▶ Written exercise
Retype every one of the lines below word for word, omitting any pictures.

[Records of labeled boxes]
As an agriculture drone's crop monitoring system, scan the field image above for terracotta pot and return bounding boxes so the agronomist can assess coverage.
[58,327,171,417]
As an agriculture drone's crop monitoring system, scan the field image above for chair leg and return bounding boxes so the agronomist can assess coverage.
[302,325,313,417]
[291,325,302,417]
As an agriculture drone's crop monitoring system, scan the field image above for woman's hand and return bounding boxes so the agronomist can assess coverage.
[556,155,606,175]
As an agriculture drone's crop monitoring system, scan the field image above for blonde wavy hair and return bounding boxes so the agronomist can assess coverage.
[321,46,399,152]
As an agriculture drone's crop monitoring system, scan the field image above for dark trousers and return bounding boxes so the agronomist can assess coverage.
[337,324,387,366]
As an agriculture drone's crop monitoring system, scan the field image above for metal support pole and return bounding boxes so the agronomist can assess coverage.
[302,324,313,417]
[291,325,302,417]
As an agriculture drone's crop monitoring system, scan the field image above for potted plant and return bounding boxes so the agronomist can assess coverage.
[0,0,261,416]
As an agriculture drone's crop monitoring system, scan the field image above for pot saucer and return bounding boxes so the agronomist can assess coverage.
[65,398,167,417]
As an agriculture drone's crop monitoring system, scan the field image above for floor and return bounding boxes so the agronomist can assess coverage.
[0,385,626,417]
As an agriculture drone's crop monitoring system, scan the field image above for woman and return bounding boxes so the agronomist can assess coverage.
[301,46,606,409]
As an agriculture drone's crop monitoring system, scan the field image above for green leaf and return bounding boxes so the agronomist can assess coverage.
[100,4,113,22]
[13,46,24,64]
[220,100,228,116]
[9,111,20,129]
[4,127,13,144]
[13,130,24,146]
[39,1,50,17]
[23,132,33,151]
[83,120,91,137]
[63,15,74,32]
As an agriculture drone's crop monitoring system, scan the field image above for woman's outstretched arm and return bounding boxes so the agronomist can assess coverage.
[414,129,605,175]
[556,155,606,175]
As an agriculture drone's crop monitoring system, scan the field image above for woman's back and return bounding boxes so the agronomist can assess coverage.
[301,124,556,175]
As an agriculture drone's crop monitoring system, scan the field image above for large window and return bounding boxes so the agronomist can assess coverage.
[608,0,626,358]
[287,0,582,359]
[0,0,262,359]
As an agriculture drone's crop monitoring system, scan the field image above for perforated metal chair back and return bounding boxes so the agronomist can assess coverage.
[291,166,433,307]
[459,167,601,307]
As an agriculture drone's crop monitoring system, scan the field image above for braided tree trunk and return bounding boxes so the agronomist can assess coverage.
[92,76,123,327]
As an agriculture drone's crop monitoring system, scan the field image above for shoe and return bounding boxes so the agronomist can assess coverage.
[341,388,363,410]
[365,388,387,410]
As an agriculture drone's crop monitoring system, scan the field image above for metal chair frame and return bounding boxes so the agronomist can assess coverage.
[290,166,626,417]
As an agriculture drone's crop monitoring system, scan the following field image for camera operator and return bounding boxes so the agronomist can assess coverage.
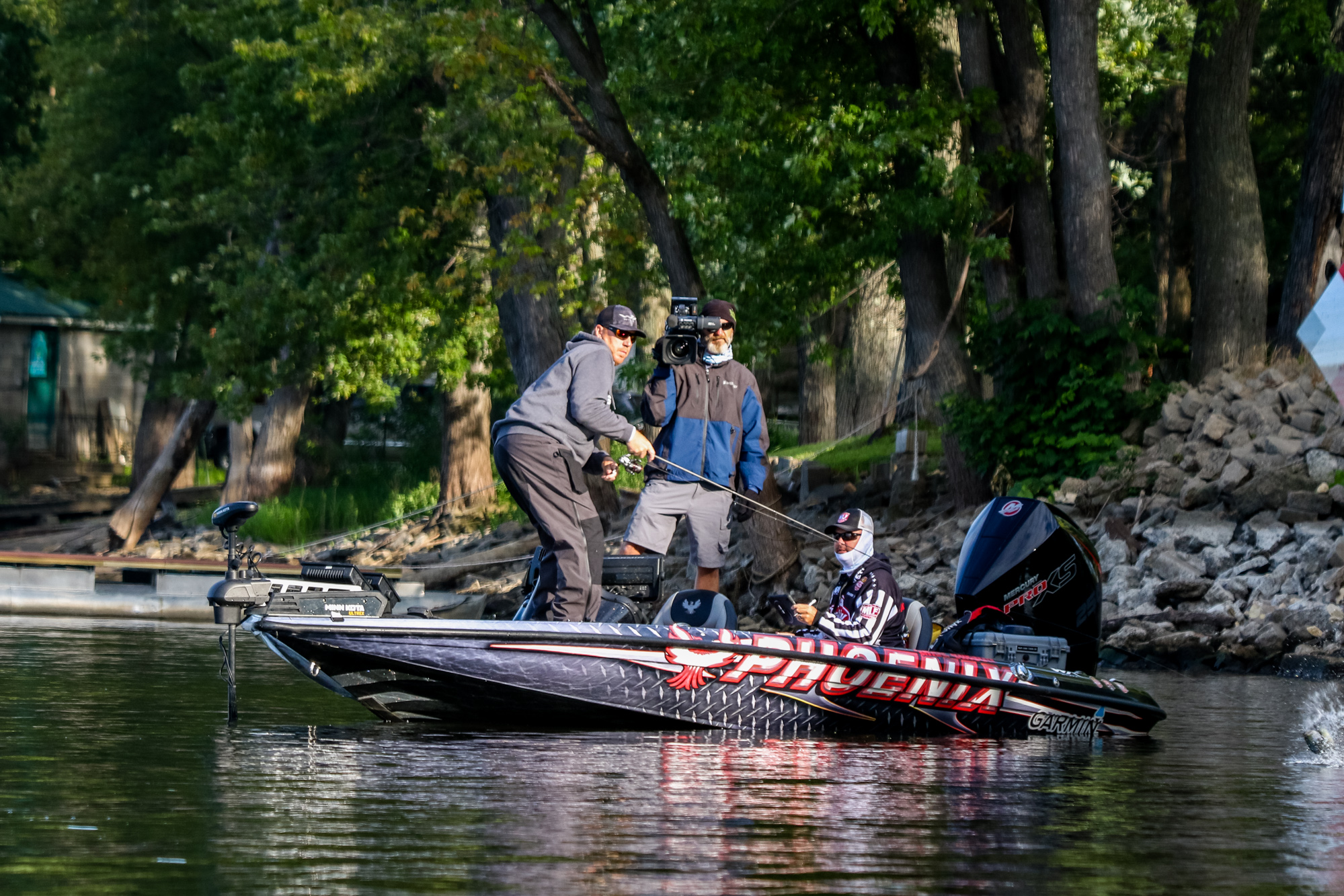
[624,300,770,591]
[491,305,654,622]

▶ Problem solution
As an agriculture drone's crop monitoring system, scan the field image above for terracotta pot and return bounding boxes so the agronomist can assess coverage.
[58,327,171,417]
As an agriculture drone's crop monitoring system, scan the field image above for chair leg and return bounding boxes so the agronomist can assess coverage.
[302,325,313,417]
[291,325,302,417]
As an agriculture drone's crop monitoring system, scan the field image above for woman's hand and return bounding boxes so the agronomist can assess coverage.
[556,155,606,175]
As an agriculture drone's crop monitoring system, scan the field image above for blonde wavy hair and return bounding boxes so the agronomist can assess coverage.
[321,46,399,152]
As an agriculture drone's crop monitoring system, scan the field image above for dark trousers and return bounding boxes so the agronomist can assess coverage.
[337,324,387,366]
As an agriculture drone's crop monitoring system, scan the field image above for metal support pole and return bounding boxes so the agronomist can assess coverage.
[302,324,313,417]
[291,325,302,417]
As an agriculture drone's crop monitoring system, scan the field image above for potted plant and return bounding boxes so the agronomist can assess coverage.
[0,0,261,416]
As an agriculture drone's crop monitoring system, scan the field image above for pot saucer and return bounding boxes so the agronomist can assess coverage.
[65,398,167,417]
As an agriculture drone's crop monitoring system, scan the field image above for floor and return bounding boxes so the agronomist can assess coverage.
[0,385,626,417]
As an agriculture drone's crop monitoring system, scan the field image above for woman and return bounding boxes so the agronomist can assess coverage.
[301,46,606,409]
As an agriculture drone's crop monitoring system, scan the field image above for green leaf and return bounding boxes so the agronomist can assess coverage.
[100,4,113,22]
[13,46,24,64]
[220,100,228,116]
[9,111,20,129]
[4,127,13,144]
[13,130,24,146]
[39,1,50,17]
[23,132,33,151]
[83,120,91,137]
[63,15,74,32]
As an agriculture drone's crop monitoring system, scan the field image above for woman's outstretched arm and return bounding boxes so the agronomist can assess coverage.
[414,129,605,175]
[556,155,606,175]
As an agriculture drone's crop monitoring system, scan the field image above for woman's back and return bounding boxes so the agronomist can assess coverage.
[301,124,556,175]
As an agriculture drone's crop monitoring system, scan the field image above for large window and return bounding boxes so the agronomist can assess coverage.
[608,0,626,358]
[287,0,582,359]
[0,0,262,359]
As an agriculture drone's crop monitoring system, scan the field image above for perforated metal chair back and return bounding boxes so the agronomist can assess coverage.
[291,166,433,307]
[459,167,601,307]
As an agriculture drone's crop monitoring system, scan the field image above for braided tree trunk and return bounding boxes so the agronomist can assess coverage.
[92,76,123,327]
As an agriculture drone's crop monitoring system, scan the field image above for shoe and return bounding boxes so the agronomist can assess coverage.
[341,388,363,410]
[365,388,387,410]
As an agriculture drone's crop monitoring system, scan the field image above for metal chair frame and return bounding boxes so the agronomist can assess coverage.
[290,166,626,417]
As an agriculture drone's crop monitoring system, scan the following field image for camera operator and return bounding boxes so the agronomist can assess coverage.
[624,300,770,591]
[491,305,654,622]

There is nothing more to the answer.